This site has proved to be an incredible resource for an ME trying to do EE things. I have been able to search and find most of my answers I have needed thus far but now I am a bit stuck and looking for some help if possible. I have found a few threads similar to what I am looking for but I don't think they are exactly the same based on the results I have been getting.

The engine is a 4BT Cummins and I built the engine wiring harness I am using around a 5v sensor/ground bus with my assumption that the datalogger I am using, OneGauge (Arduino based) would require a 5v square wave signal from the crank position sensor but I was wrong. It needs a 12v square wave signal (minimum of 7v or so to drive the isolator from talking with them). I do not have spare pins in my firewall plug, nor do I want to tear apart my harness to send 12v and the separate ground to the sensor.

Initially I was using the factory dodge sensor (Cummins 392442) but I couldn't get it to function properly with the hub. This could be because I had it wired wrong or a fried something in the sensor. It seemed to do what I wanted to when I bench tested it, but then when I installed it, it didn't work like it was on the bench. The balancer I am using is shown below and you can see that it is essentially the opposite of most toothed wheels in terms of geometry. 5000rpm is max so that should be 167hz at max.


Using a resistor to pullup the signal to 5v seemed to work, so I thought maybe I could pull output signal up to 12v and wired it like below. It seemed to work fine on the bench for me but didn't work when installed.

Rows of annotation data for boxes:
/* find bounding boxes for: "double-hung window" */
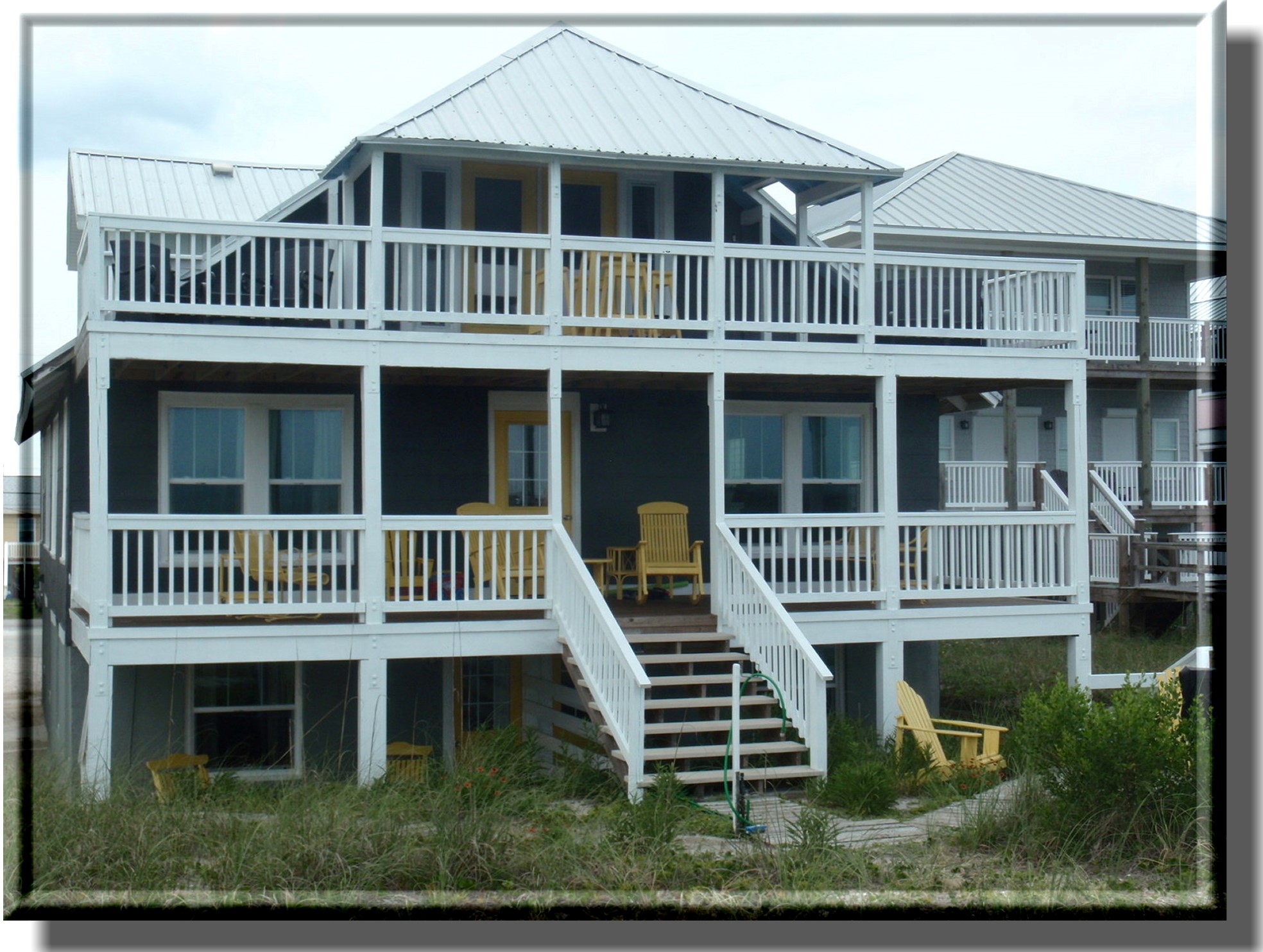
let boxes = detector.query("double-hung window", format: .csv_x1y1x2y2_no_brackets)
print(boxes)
724,400,872,514
159,393,354,515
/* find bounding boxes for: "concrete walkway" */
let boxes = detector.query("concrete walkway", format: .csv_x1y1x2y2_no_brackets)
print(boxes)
691,780,1014,849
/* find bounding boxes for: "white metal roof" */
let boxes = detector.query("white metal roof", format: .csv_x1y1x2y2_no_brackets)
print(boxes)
809,151,1228,246
65,149,320,268
346,24,898,173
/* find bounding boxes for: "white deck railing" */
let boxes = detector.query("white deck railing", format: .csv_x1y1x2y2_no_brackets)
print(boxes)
105,515,364,617
725,514,882,602
714,525,832,770
80,215,1083,348
938,461,1044,509
1086,316,1228,364
899,513,1074,599
548,531,649,799
1087,533,1131,584
1091,462,1228,507
381,515,552,611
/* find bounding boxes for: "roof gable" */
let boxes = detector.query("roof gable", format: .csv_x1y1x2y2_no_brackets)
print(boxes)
811,153,1228,245
348,24,897,172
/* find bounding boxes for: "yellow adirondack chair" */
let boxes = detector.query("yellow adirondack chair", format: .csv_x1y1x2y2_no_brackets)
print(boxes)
386,740,434,781
145,754,211,803
456,502,547,599
386,531,434,601
635,502,705,605
895,681,1008,776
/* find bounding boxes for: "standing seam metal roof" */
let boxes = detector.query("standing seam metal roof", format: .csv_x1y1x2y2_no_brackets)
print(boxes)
811,153,1228,244
361,24,898,172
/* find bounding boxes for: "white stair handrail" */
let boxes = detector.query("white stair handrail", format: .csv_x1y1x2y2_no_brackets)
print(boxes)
547,527,649,799
1087,470,1135,536
714,523,834,770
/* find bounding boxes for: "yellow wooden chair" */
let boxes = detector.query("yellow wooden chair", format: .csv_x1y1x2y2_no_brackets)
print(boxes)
386,740,434,783
635,502,705,605
145,754,211,803
456,502,547,599
386,529,434,601
895,681,1008,776
219,529,329,602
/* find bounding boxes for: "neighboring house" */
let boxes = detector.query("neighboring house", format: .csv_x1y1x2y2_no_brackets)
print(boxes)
4,476,40,599
19,25,1118,795
809,153,1226,631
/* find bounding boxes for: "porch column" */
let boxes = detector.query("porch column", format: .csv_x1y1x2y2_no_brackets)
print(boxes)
706,352,728,603
706,172,728,341
875,373,899,610
1004,390,1018,511
544,159,565,338
356,651,386,784
365,149,384,331
360,356,386,625
1065,366,1092,686
873,634,903,737
548,361,563,532
1135,258,1153,511
86,332,114,629
80,640,114,799
859,179,877,343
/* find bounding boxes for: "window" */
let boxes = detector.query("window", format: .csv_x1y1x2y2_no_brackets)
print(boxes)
1084,278,1135,317
1153,419,1180,463
159,393,354,515
724,400,872,514
189,661,302,773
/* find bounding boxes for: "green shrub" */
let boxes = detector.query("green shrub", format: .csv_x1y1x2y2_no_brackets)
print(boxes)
1008,683,1210,832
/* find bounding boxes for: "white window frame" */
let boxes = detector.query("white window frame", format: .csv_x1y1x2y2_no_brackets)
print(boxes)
158,390,356,515
184,661,303,780
717,400,875,514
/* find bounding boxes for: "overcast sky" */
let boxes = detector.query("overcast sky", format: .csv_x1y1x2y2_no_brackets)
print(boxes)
4,17,1223,472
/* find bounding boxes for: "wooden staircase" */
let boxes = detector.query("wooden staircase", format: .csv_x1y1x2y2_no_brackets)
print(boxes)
563,614,822,788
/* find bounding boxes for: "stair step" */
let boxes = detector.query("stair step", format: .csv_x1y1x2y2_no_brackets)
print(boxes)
640,767,825,786
637,652,750,661
614,740,807,760
623,629,732,645
644,717,784,735
649,672,763,688
644,694,778,711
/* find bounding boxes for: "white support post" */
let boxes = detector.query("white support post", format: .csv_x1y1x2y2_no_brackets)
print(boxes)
873,634,903,737
365,149,384,331
706,351,728,603
859,180,877,343
546,159,565,338
546,358,560,535
360,353,386,625
1065,365,1092,687
356,651,386,784
875,373,899,610
707,171,728,341
80,639,114,799
86,332,114,629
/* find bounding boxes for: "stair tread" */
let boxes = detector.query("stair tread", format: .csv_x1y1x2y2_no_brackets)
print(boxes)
637,652,750,664
644,694,778,711
644,717,783,735
649,672,763,687
614,740,807,760
623,629,732,644
640,767,825,786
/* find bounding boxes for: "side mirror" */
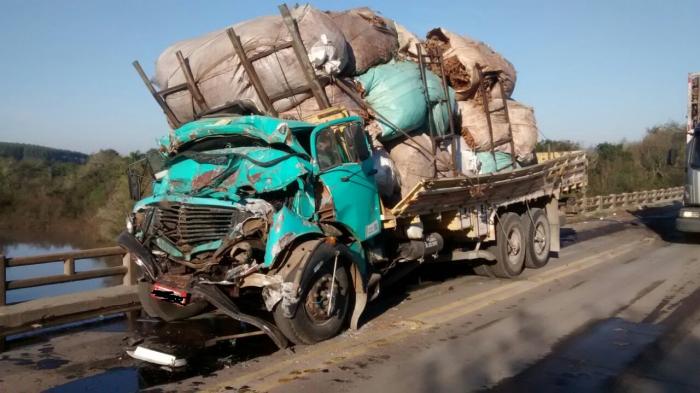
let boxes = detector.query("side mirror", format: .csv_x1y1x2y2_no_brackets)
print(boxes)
126,167,143,201
666,149,678,166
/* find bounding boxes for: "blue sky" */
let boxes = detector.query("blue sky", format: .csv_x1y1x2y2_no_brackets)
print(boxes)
0,0,700,153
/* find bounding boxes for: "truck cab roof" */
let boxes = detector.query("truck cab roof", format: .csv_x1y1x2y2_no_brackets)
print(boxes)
159,115,316,155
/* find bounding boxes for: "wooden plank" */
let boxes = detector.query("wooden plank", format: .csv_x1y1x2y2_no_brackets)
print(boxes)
279,4,331,109
7,247,125,267
226,27,277,116
131,61,182,128
122,253,136,285
0,254,7,307
248,41,292,63
7,266,127,289
175,51,209,112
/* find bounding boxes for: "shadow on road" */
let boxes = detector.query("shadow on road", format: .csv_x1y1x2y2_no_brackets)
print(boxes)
628,202,700,244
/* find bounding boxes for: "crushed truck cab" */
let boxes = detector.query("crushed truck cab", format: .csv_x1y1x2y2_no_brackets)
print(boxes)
119,115,586,347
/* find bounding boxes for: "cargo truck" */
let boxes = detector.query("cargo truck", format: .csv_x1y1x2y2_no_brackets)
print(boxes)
676,72,700,233
119,115,586,347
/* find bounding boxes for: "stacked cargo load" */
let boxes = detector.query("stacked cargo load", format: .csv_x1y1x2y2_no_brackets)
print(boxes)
136,5,538,204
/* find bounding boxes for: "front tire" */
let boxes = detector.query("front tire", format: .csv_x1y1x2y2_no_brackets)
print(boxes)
489,213,526,278
522,208,551,269
273,243,353,344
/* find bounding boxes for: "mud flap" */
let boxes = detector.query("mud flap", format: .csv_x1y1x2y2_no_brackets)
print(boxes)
192,284,289,349
350,291,367,330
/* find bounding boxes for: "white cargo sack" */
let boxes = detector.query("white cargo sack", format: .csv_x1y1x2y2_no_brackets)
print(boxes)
154,5,348,122
329,7,399,75
394,21,420,58
426,28,516,100
457,98,539,162
385,134,451,198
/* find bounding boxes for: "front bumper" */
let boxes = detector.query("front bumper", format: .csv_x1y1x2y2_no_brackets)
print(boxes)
676,207,700,232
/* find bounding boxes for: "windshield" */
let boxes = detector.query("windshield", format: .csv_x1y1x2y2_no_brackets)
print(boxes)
688,135,700,169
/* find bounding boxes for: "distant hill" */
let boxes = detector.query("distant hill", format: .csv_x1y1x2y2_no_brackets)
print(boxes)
0,142,88,164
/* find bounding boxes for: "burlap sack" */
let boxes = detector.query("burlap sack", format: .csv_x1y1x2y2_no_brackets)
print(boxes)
328,7,399,75
426,28,516,100
457,99,539,162
155,5,348,126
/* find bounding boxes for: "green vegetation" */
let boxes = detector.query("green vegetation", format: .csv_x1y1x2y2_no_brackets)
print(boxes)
0,123,685,240
0,149,139,240
537,122,685,195
0,142,88,164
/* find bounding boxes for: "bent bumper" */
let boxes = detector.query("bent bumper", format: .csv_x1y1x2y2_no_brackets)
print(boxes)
676,217,700,232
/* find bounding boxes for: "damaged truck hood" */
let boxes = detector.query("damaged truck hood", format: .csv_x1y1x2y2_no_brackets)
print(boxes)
147,147,312,201
148,115,314,201
158,115,314,155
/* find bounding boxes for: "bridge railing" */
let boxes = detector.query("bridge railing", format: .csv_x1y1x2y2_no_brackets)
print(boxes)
0,247,136,307
567,187,684,215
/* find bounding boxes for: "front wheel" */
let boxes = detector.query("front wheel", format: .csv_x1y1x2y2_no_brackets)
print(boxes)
273,243,353,344
522,208,551,269
489,213,526,278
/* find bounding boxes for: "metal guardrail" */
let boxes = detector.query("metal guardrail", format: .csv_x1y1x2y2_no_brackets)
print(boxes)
567,187,684,215
0,247,136,307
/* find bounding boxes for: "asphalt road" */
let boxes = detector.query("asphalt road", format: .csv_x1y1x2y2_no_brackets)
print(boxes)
0,209,700,393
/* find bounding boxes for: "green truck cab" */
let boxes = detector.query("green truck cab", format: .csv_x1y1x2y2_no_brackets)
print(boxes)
118,115,585,347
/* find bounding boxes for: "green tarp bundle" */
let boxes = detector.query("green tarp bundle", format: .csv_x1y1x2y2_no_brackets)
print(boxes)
357,61,456,141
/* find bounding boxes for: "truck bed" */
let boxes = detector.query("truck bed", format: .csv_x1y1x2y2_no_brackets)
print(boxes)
389,152,588,218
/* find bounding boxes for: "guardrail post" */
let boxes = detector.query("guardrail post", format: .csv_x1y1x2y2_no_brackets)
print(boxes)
0,254,7,307
122,252,136,285
63,258,75,276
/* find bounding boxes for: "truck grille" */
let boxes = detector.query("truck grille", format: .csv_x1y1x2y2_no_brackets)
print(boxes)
156,203,249,246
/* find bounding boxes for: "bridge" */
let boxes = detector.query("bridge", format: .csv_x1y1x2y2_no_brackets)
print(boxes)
0,187,700,392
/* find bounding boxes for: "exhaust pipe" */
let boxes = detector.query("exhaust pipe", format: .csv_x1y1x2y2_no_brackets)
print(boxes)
399,233,445,261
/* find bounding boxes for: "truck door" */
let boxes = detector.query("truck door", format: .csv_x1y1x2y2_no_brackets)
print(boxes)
311,117,381,241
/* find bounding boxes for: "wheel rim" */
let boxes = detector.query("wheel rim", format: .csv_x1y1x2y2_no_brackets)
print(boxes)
508,228,522,266
304,273,344,325
532,222,547,255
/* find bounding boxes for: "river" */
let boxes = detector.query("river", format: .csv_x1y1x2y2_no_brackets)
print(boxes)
0,231,121,304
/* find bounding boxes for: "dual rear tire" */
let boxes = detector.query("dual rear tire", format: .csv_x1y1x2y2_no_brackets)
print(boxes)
474,208,550,278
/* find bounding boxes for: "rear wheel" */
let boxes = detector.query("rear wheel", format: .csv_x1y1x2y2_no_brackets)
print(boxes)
488,213,526,278
473,263,496,278
273,243,352,344
522,208,551,269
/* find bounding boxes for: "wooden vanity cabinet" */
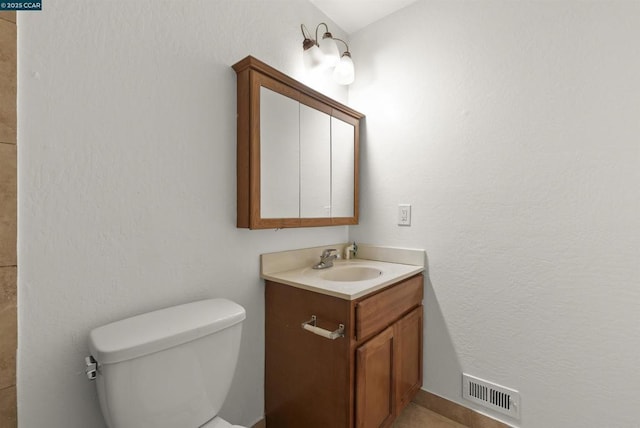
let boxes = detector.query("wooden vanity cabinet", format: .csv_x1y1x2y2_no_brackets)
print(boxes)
265,274,423,428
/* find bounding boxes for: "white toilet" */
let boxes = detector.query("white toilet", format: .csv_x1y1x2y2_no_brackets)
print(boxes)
87,299,246,428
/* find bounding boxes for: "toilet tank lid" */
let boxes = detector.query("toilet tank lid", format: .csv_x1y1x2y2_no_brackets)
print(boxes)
89,299,246,364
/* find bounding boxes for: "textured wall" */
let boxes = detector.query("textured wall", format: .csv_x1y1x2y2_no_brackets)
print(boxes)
349,0,640,428
18,0,347,428
0,8,18,428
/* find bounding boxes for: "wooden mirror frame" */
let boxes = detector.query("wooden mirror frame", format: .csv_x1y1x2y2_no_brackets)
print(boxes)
233,56,364,229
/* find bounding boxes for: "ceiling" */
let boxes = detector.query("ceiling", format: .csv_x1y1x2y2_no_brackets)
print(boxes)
310,0,417,34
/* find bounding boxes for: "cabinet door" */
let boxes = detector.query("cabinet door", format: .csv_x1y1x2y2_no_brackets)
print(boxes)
393,306,422,413
355,327,394,428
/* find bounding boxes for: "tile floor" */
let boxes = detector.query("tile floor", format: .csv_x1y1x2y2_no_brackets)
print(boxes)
391,403,467,428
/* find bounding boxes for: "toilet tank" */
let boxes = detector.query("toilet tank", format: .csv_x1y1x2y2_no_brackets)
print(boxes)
89,299,246,428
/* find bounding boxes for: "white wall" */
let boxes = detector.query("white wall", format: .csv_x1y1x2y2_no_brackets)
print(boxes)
349,0,640,428
18,0,347,428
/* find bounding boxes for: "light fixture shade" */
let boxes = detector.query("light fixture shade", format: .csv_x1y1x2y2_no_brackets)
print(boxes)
302,43,324,70
333,52,356,85
318,33,340,67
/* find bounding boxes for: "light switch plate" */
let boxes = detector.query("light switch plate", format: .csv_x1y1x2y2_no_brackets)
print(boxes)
398,204,411,226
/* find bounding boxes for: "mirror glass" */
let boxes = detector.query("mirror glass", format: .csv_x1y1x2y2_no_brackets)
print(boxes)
331,117,355,217
300,104,331,218
260,87,300,218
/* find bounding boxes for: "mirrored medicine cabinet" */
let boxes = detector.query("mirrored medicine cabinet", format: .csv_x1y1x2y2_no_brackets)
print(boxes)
233,56,364,229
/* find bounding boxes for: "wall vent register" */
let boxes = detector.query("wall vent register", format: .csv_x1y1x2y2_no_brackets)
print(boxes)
462,373,520,419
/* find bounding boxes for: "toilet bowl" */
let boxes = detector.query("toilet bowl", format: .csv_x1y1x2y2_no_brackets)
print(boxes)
87,299,246,428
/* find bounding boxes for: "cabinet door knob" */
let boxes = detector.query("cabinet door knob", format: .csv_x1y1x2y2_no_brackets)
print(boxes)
302,315,344,340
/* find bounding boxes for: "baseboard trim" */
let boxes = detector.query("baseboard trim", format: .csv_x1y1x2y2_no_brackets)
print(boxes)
413,389,511,428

WHAT YOU WILL DO: Copy the section of the forum post that opens with "Initially I was" and closes with "work when installed.", swapping "balancer" for "harmonic damper".

TASK ANSWER:
Initially I was using the factory dodge sensor (Cummins 392442) but I couldn't get it to function properly with the hub. This could be because I had it wired wrong or a fried something in the sensor. It seemed to do what I wanted to when I bench tested it, but then when I installed it, it didn't work like it was on the bench. The harmonic damper I am using is shown below and you can see that it is essentially the opposite of most toothed wheels in terms of geometry. 5000rpm is max so that should be 167hz at max.


Using a resistor to pullup the signal to 5v seemed to work, so I thought maybe I could pull output signal up to 12v and wired it like below. It seemed to work fine on the bench for me but didn't work when installed.